◆ **Action item**: A complete answer lists every line of the material where the string "warning" occurs.

------------------------------------

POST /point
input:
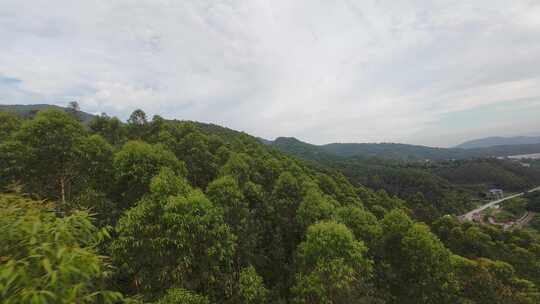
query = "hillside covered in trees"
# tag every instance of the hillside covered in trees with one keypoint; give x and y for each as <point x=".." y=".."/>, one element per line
<point x="395" y="151"/>
<point x="159" y="211"/>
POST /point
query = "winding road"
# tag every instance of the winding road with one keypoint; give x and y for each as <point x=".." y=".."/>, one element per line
<point x="469" y="215"/>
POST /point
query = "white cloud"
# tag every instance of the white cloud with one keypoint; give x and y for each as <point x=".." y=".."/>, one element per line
<point x="321" y="70"/>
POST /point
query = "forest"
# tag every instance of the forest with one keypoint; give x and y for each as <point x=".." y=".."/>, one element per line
<point x="169" y="212"/>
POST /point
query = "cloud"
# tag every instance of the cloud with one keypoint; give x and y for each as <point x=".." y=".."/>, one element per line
<point x="323" y="71"/>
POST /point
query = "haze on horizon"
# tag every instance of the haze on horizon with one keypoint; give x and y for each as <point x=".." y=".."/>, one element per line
<point x="322" y="71"/>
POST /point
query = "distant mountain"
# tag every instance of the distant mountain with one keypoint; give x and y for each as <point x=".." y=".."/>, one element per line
<point x="31" y="110"/>
<point x="499" y="141"/>
<point x="296" y="147"/>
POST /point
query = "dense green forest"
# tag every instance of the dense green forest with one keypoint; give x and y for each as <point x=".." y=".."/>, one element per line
<point x="430" y="188"/>
<point x="160" y="211"/>
<point x="397" y="151"/>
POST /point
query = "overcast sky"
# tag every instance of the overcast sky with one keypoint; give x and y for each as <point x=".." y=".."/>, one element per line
<point x="423" y="72"/>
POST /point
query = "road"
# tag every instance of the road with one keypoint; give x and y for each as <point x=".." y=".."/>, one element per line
<point x="469" y="215"/>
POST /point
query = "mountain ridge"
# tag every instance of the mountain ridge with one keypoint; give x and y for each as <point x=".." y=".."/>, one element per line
<point x="493" y="141"/>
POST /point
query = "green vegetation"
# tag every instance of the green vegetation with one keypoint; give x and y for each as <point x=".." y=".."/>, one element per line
<point x="157" y="211"/>
<point x="397" y="151"/>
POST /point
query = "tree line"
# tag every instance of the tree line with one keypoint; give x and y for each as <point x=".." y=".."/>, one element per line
<point x="161" y="211"/>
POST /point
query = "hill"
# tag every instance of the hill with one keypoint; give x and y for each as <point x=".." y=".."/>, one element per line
<point x="396" y="151"/>
<point x="499" y="141"/>
<point x="205" y="214"/>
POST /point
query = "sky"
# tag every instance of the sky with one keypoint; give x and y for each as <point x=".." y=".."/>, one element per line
<point x="422" y="72"/>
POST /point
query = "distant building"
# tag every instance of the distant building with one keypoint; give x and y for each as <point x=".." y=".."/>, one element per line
<point x="495" y="193"/>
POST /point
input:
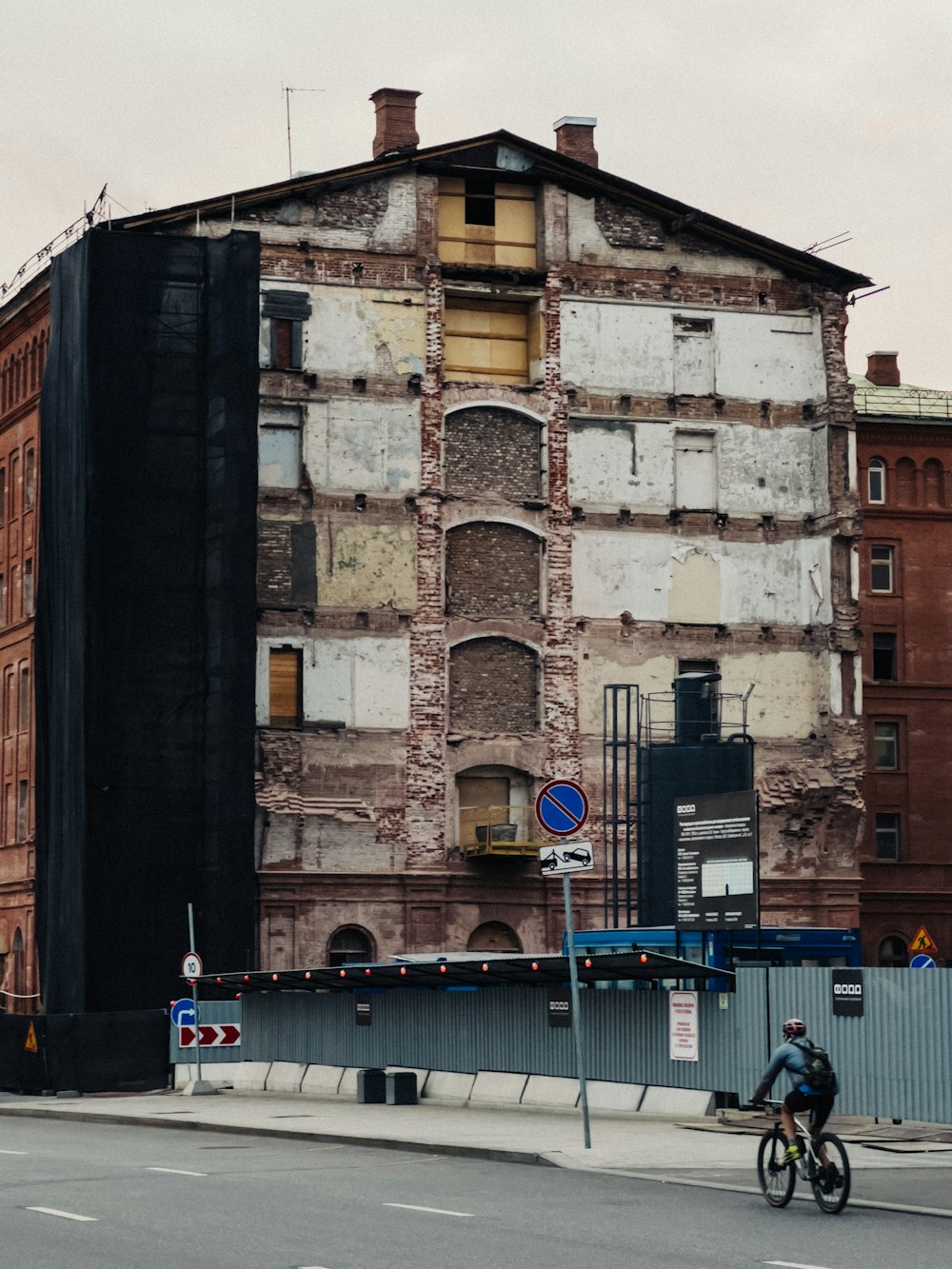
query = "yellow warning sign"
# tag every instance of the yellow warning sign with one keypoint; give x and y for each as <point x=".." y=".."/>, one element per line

------------------------------------

◆ **Exercise answer**:
query = "yellow warning sign"
# tag every instance of the yellow warning sign with one keypoint; give x and y for each as <point x=".." y=".."/>, one element per line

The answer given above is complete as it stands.